• [DIRECTIONS]
A word-for-word restatement of the data is what is needed.

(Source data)
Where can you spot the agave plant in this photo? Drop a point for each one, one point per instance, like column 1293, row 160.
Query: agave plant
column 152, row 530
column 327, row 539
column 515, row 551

• [SOLUTION FOR THIS TASK]
Where can you spot the agave plant in this photo? Drop a point for each one, one point per instance, like column 1293, row 160.
Query: agave plant
column 152, row 530
column 327, row 539
column 515, row 551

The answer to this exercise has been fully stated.